[Dataset excerpt]
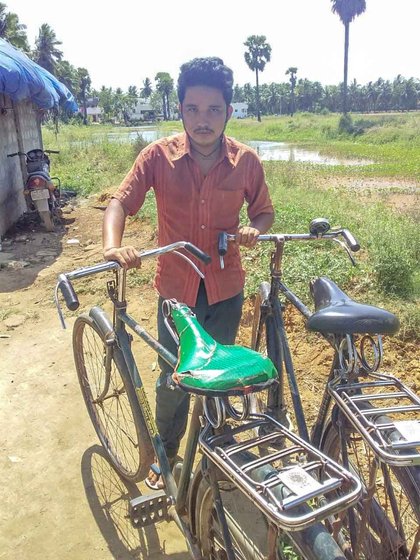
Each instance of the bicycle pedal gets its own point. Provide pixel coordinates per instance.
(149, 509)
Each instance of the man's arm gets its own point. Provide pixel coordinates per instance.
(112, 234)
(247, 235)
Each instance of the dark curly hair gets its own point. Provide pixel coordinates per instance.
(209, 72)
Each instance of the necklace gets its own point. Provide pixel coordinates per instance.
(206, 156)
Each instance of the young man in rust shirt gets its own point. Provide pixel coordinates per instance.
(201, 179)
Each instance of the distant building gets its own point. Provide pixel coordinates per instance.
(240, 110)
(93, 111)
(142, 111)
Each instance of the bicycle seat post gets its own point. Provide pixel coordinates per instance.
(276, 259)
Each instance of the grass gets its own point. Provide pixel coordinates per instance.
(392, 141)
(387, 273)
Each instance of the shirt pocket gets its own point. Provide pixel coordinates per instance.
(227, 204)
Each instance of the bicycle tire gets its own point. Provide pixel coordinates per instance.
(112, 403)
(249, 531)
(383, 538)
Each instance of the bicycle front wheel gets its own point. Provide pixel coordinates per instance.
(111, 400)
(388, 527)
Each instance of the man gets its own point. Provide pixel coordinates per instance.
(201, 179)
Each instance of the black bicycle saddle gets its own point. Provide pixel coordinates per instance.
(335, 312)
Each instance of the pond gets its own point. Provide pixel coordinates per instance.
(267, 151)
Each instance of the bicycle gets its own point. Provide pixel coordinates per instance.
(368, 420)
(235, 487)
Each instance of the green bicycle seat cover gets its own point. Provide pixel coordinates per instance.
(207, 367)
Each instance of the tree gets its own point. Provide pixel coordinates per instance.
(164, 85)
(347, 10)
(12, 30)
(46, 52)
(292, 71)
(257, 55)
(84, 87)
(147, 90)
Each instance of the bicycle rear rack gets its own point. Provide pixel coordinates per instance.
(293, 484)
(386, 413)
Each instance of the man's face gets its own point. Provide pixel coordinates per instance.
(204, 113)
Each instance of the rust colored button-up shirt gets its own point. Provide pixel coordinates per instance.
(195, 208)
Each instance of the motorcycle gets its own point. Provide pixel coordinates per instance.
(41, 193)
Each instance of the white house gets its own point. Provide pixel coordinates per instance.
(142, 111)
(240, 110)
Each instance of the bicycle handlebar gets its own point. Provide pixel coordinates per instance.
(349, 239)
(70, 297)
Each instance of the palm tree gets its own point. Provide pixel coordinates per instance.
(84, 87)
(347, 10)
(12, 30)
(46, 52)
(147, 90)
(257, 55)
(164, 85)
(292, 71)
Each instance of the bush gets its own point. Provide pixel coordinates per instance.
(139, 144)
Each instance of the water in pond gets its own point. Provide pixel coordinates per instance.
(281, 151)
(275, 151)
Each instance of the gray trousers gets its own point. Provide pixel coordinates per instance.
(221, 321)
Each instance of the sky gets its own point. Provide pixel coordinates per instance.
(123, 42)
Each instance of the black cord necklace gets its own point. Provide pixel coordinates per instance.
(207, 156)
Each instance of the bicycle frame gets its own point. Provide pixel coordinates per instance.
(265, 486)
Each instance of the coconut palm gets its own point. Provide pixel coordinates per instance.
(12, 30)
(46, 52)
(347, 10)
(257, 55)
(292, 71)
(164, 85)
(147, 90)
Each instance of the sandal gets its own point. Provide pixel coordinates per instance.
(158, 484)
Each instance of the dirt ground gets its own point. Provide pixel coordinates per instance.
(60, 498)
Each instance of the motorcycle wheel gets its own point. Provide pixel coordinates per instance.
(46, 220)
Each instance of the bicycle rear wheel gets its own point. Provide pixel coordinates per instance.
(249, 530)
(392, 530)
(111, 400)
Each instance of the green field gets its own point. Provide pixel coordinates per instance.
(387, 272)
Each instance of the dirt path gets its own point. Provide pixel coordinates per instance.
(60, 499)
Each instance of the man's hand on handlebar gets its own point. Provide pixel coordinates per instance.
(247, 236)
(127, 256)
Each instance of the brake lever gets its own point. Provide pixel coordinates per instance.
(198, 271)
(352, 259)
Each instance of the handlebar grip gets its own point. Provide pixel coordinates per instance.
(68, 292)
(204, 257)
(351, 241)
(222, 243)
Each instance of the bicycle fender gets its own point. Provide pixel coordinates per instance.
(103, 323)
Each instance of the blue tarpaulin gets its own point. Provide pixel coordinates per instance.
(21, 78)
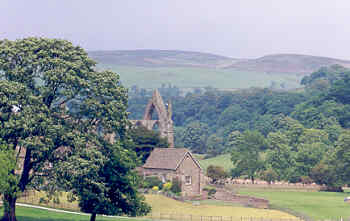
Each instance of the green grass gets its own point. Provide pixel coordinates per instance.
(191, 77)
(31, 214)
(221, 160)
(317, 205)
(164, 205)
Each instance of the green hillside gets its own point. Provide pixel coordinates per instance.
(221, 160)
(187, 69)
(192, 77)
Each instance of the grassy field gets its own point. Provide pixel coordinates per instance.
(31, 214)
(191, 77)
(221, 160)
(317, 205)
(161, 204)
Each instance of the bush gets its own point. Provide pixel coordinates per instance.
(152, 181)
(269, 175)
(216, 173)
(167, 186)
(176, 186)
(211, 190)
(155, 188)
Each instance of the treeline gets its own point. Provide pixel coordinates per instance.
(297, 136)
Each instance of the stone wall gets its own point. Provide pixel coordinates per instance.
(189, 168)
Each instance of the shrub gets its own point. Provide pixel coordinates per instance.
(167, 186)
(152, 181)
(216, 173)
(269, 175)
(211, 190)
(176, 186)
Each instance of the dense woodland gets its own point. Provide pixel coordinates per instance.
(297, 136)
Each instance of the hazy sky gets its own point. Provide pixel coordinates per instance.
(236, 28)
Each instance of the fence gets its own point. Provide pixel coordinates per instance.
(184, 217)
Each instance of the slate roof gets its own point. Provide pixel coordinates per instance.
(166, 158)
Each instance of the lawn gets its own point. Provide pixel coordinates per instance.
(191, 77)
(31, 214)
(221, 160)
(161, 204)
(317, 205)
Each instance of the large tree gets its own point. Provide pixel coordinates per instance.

Problem to work on: Reproduce each entry precisely. Leave the pictures out.

Solution to the exercise:
Each instance of the bicycle pedal gets its own point. Provide pixel coordinates per instance.
(149, 509)
Each instance of the man's arm gets its own point. Provide pixel coordinates per instance.
(112, 234)
(247, 235)
Each instance of the dark curly hair gets its own point. Provide pixel coordinates per instance.
(209, 72)
Each instance of the necklace gets its own point. Provide pixel coordinates per instance.
(206, 156)
Each instance of the young man in rust shirt gets its own point. Provide pixel coordinates per instance.
(201, 179)
Each instance of the distant building gets its own point. Provide pixel coordinates per instance.
(240, 110)
(93, 111)
(142, 111)
Each instance of the bicycle seat post gets its own point. Provide pixel coordinates per instance.
(276, 259)
Each instance of the grass gets its own point. Provide pixel coordinates per instance.
(392, 141)
(387, 273)
Each instance of the shirt pocket gets its own point. Provide pixel coordinates per instance.
(227, 204)
Each instance of the bicycle tire gets its own point. Provide pixel coordinates per instance.
(112, 403)
(249, 531)
(383, 538)
Each instance of the bicycle front wheel gets its own point. Provide pixel coordinates per instance.
(111, 400)
(388, 527)
Each instance of the man gets its own point. Provide pixel coordinates per instance.
(201, 179)
Each instance of the black bicycle saddle gets its own point. Provide pixel coordinates per instance.
(335, 312)
Each instance of the pond gets its own point. Provide pixel coordinates per instance.
(267, 151)
Each instance of the bicycle gets its own point. Provide pixel coordinates per instance.
(368, 420)
(235, 487)
Each instance of the green bicycle seat cover gets its own point. Provide pixel coordinates per instance.
(207, 367)
Each instance of the tree gets its own point. Provide pixel coordinates per instance.
(164, 85)
(347, 10)
(12, 30)
(46, 52)
(292, 71)
(257, 55)
(84, 87)
(147, 90)
Each instance of the bicycle rear rack gets its own point. Provide pixel coordinates per instance.
(293, 484)
(386, 413)
Each instance of the man's face gets its own point. Provide pixel coordinates per instance.
(204, 113)
Each instance of the rust colored button-up shirt gets its own point. Provide pixel coordinates per instance.
(195, 208)
Each instance of the motorcycle gets its own point. Provide pixel coordinates per instance.
(41, 193)
Each instance of the white house gets its own point. Provide pixel coordinates per instance.
(142, 111)
(240, 110)
Each instance of the bicycle handlebar gets its own point. Provide pixel coordinates per instance.
(349, 239)
(70, 297)
Each instance of the palm tree gets its own point. Provide pixel coordinates per instance.
(84, 87)
(347, 10)
(12, 30)
(46, 52)
(147, 90)
(257, 55)
(164, 85)
(292, 71)
Each instance of the bush gets its own point. Provide pixel coordinates per instance.
(139, 144)
Each instance of the water in pond gets its own point. Provide pixel coordinates per instance.
(281, 151)
(275, 151)
Each instance of the gray trousers gets its own point. Provide pixel coordinates per instance.
(221, 321)
Each instance of the sky gets its own point. Provide pixel coordinates per instance.
(123, 42)
Each instance of the black cord necklace gets its own point. Provide pixel coordinates per instance.
(207, 156)
Each instance of the bicycle frame gets its own point. Provide pixel coordinates per instance.
(265, 486)
Each instance of the coconut palm gets its own point. Provide pixel coordinates per instance.
(12, 30)
(46, 52)
(347, 10)
(257, 55)
(292, 71)
(164, 85)
(147, 90)
Each instance of the sandal gets its own point. Provide pixel coordinates per instance.
(158, 484)
Each instance of the dirt ground gets its own point. Provide pixel coordinates per instance.
(60, 498)
Each instance of the motorcycle wheel gets its own point. Provide pixel coordinates per instance.
(46, 220)
Each instance of the bicycle rear wheel gets its own point. Provide pixel coordinates per instance.
(249, 530)
(392, 530)
(111, 400)
Each instance of the green field gets its own point. Provide pixel coordinates per instance.
(387, 272)
Each instance of the dirt path gets its own point. Provide pixel coordinates per instance.
(60, 499)
Each instance of the man's hand on handlebar gets its own point. Provide pixel coordinates per instance.
(247, 236)
(127, 256)
Each instance of the brake lever gets its own point. Provide pixel coordinates per instance.
(198, 271)
(352, 259)
Each instance of the handlebar grip gets its own point. Provide pixel coordinates per instance.
(68, 292)
(204, 257)
(351, 241)
(222, 243)
Each instance of the bicycle fender gets its own point. Provide pixel coordinates per instance.
(103, 323)
Each instance of the blue tarpaulin gets its own point. Provide pixel coordinates per instance.
(21, 78)
Each instance of the green grass gets its own point. Provide pixel coordinates per instance.
(191, 77)
(31, 214)
(221, 160)
(317, 205)
(164, 205)
Each instance of the green hillside gets its own point. Provide pixel coordinates per instance.
(221, 160)
(187, 69)
(192, 77)
Each instance of the grassy field gets its own point. Provide pixel coordinates per instance.
(31, 214)
(191, 77)
(221, 160)
(317, 205)
(161, 204)
Each instance of the bush gets its own point. Provide pixel coordinates per instance.
(152, 181)
(269, 175)
(216, 173)
(167, 186)
(176, 186)
(211, 190)
(155, 188)
Each instance of the treeline gets its own point. Provide pixel coordinates per instance.
(297, 136)
Each instance of the stone wall gets its own point. Provide pixel coordinates per instance.
(189, 168)
Each instance of the shrub gets its own point. Provide pixel coordinates per instance.
(167, 186)
(152, 181)
(216, 173)
(269, 175)
(211, 190)
(176, 186)
Each instance of the dense woodland gets its own point. Provide pixel coordinates per instance.
(297, 136)
Each instance of the hazy sky gets its own point. Provide pixel coordinates per instance.
(236, 28)
Each instance of the fence gets its own point. Provide pixel coordinates per instance.
(184, 217)
Each instance of the slate roof gets its own point. Provide pixel coordinates per instance.
(166, 158)
Each instance of the lawn gets its own point. Provide pixel coordinates per instance.
(191, 77)
(31, 214)
(221, 160)
(161, 204)
(317, 205)
Each instance of the large tree gets its own point. Provide pixel coordinates per instance.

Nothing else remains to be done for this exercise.